* [Short exercise]:
Copy out, unchanged, the lines of the rows below from the one containing "the pelican, each" through the end of the rows, both ends inclusive.
===== Recorded information =====
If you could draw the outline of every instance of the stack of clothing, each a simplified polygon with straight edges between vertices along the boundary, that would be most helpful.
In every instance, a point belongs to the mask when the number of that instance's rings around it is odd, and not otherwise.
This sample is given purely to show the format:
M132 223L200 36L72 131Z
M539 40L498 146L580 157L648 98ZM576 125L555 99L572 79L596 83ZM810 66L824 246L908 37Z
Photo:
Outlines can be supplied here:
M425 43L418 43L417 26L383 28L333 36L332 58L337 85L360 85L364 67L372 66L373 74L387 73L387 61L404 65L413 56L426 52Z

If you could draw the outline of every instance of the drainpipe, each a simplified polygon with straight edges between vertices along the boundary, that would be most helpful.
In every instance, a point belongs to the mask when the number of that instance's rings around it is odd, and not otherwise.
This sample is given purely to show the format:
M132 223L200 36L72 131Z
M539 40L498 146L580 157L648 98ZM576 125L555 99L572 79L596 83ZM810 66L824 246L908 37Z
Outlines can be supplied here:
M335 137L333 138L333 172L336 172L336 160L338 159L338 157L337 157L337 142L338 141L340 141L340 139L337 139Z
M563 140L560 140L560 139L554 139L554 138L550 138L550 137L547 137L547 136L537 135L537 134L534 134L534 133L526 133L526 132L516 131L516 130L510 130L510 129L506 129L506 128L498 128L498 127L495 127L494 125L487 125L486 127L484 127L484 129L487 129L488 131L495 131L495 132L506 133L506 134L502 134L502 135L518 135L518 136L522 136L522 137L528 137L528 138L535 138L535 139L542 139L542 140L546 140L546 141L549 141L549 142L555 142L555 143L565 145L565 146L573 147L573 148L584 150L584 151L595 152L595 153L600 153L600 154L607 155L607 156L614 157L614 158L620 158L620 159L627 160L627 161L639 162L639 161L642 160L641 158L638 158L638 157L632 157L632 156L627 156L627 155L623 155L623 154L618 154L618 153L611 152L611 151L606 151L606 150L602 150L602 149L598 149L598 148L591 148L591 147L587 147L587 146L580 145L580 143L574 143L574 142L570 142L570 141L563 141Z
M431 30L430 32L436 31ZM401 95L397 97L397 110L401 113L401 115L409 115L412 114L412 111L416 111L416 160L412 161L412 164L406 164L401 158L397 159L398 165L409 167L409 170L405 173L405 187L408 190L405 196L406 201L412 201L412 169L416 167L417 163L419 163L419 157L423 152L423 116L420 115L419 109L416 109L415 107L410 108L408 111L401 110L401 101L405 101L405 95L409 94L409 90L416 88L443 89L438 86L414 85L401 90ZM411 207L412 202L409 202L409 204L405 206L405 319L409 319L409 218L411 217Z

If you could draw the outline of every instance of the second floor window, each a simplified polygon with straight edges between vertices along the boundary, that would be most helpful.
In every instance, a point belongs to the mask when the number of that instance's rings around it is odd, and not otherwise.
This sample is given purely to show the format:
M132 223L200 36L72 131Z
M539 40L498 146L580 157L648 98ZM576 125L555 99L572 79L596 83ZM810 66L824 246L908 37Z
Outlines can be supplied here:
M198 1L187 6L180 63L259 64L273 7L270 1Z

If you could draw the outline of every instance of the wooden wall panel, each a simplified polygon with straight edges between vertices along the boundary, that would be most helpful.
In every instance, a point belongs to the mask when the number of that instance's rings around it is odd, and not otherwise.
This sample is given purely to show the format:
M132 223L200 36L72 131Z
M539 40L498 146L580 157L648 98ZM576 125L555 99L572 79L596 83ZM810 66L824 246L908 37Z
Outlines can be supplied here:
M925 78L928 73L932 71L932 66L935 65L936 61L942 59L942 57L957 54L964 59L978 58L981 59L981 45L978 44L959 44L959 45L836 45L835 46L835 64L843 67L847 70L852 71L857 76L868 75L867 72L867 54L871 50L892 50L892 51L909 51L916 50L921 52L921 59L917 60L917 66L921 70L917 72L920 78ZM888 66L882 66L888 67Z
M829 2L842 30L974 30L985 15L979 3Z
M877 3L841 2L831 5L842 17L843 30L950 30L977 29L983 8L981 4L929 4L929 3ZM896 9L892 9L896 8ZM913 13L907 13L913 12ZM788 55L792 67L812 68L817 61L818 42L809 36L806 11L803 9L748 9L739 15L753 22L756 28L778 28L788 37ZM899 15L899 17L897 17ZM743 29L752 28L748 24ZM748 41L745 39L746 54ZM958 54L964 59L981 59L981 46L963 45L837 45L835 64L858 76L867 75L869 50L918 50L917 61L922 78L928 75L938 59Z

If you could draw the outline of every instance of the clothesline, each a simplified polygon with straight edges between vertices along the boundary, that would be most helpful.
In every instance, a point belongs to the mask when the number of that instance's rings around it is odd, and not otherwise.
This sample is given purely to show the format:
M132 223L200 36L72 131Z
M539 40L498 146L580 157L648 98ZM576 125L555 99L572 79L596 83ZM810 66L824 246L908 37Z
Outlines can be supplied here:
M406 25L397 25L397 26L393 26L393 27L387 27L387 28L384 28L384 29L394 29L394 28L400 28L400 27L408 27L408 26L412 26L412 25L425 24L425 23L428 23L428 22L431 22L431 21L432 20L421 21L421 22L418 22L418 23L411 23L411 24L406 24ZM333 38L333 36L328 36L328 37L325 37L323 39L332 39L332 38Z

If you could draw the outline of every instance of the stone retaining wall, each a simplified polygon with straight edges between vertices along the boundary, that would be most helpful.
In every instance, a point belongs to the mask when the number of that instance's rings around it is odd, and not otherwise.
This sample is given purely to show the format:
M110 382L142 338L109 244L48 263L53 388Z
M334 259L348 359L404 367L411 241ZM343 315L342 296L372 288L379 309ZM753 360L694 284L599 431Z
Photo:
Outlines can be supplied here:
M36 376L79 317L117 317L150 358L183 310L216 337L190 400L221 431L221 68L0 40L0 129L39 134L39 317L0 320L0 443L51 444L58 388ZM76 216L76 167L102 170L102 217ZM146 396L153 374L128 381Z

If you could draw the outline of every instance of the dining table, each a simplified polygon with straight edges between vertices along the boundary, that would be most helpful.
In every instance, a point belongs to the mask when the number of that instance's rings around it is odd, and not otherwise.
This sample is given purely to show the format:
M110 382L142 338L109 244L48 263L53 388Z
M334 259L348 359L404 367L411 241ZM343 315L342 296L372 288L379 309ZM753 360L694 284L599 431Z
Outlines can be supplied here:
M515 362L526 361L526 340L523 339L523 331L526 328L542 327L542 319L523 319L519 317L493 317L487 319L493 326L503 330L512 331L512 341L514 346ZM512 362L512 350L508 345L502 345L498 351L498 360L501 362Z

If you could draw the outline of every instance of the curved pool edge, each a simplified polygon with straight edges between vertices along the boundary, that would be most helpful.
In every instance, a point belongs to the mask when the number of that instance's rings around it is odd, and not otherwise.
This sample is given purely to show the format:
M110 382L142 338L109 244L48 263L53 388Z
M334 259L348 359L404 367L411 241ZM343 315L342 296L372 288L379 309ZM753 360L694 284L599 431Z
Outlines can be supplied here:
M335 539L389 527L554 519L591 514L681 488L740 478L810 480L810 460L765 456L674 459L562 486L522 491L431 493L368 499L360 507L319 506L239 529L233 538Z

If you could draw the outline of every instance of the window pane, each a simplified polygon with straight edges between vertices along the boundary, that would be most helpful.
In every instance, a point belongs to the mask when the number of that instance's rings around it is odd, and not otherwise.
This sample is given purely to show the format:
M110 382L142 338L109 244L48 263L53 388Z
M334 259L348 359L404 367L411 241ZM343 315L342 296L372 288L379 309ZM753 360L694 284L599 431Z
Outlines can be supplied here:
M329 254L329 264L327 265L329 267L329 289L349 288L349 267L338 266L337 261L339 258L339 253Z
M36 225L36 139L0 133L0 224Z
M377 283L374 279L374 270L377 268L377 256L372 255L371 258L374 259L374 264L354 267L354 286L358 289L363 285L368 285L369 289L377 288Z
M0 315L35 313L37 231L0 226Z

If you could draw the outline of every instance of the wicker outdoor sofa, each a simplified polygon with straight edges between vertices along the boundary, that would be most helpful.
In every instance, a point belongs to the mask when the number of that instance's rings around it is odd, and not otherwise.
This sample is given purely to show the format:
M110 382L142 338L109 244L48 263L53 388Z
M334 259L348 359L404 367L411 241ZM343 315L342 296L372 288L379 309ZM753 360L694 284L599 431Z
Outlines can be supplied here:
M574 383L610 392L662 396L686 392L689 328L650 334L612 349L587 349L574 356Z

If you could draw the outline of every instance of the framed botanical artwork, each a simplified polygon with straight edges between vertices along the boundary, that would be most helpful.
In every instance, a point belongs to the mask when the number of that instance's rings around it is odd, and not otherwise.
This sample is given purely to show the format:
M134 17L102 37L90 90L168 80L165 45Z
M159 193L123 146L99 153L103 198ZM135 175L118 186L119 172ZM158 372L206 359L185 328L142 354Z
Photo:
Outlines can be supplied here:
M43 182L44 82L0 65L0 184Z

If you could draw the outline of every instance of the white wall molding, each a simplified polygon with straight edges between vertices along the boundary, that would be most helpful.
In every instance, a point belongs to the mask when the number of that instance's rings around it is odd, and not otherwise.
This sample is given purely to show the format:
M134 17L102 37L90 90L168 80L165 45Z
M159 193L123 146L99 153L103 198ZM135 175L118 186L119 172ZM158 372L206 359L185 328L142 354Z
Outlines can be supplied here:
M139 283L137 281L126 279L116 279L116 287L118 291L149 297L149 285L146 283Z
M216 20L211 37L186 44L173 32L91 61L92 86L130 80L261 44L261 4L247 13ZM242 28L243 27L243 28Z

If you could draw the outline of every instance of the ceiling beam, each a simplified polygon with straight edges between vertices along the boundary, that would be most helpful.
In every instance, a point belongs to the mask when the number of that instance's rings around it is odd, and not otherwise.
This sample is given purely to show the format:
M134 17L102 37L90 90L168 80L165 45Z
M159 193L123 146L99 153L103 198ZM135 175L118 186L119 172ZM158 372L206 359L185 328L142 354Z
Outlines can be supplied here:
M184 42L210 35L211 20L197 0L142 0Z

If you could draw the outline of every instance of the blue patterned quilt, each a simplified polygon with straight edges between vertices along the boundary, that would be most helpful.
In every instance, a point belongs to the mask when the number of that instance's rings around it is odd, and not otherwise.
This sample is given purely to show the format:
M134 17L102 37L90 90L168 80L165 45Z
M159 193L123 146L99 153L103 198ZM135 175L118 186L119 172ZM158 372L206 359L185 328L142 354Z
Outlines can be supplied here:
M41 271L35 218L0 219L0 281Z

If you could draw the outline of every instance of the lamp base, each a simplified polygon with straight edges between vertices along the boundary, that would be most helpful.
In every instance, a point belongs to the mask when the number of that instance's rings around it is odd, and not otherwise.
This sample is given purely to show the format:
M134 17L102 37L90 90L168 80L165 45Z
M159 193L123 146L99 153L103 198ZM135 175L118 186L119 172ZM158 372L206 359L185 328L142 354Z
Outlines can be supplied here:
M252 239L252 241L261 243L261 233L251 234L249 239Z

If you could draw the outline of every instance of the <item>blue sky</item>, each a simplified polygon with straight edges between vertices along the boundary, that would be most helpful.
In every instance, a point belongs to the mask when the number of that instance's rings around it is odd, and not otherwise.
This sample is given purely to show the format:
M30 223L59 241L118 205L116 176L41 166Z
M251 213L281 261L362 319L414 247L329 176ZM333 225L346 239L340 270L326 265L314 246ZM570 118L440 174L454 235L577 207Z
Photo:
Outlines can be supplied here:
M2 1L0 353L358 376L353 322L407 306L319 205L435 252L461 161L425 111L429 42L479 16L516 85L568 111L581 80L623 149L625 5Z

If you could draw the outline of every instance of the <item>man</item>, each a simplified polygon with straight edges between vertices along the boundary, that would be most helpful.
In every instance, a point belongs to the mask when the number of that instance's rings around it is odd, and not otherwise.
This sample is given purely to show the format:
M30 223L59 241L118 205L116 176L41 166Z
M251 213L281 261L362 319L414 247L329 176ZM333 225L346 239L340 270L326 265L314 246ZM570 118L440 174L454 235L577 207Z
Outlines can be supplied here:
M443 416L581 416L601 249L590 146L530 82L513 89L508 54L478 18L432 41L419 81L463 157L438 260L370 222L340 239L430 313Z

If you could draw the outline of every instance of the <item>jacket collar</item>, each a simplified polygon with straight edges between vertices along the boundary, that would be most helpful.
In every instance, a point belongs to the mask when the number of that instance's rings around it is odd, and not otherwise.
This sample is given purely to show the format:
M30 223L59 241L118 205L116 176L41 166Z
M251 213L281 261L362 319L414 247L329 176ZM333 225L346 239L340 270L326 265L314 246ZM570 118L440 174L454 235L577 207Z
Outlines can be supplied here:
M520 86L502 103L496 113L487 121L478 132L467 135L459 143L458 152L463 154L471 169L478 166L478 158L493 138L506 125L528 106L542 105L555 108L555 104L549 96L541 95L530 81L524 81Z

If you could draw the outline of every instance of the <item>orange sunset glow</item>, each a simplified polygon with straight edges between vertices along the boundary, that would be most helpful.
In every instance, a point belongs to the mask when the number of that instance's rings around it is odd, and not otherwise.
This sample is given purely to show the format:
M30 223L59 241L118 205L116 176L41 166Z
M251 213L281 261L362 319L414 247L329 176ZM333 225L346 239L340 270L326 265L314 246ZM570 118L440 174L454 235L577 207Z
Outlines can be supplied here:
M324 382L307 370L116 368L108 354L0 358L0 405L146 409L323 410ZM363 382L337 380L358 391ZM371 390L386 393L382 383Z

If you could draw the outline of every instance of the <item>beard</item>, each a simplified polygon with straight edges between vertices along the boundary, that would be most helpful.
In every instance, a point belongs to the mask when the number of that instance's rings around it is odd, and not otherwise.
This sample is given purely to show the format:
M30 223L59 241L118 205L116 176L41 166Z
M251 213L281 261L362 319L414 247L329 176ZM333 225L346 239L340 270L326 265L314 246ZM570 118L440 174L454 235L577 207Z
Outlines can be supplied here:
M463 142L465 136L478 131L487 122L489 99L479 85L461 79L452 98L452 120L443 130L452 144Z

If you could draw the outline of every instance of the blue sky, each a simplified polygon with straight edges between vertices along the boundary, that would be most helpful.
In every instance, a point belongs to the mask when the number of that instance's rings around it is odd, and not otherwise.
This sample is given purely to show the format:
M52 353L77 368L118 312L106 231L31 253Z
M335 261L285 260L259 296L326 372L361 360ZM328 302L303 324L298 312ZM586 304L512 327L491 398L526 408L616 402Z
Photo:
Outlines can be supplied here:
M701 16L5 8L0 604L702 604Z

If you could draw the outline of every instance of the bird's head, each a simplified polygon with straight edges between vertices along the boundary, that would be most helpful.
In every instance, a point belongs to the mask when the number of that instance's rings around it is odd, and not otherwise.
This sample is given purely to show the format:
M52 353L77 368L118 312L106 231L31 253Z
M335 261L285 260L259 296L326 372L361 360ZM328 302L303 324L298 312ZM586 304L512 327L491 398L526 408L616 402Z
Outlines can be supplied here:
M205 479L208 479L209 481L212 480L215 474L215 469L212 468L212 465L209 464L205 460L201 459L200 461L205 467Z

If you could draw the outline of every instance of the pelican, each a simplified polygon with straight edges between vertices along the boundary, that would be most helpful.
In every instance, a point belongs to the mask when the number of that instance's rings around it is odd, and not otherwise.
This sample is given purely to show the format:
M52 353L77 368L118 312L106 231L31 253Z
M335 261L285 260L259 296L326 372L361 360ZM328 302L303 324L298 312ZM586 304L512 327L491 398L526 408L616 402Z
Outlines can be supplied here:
=====
* [Output]:
If you could draw the outline of every instance of the pelican, each a simplified polygon with straight edges between vertices along the boundary, that would be most helpful.
In every instance, a point belongs to the mask when the number of that instance's rings around it is odd, and not otherwise.
This sample is given purely to show the format:
M52 353L77 368L118 312L106 231L31 253Z
M335 261L285 260L259 296L326 372L361 360ZM328 302L303 324L298 312ZM586 304L512 327L491 398L526 408L616 402Z
Outlines can be supplied here:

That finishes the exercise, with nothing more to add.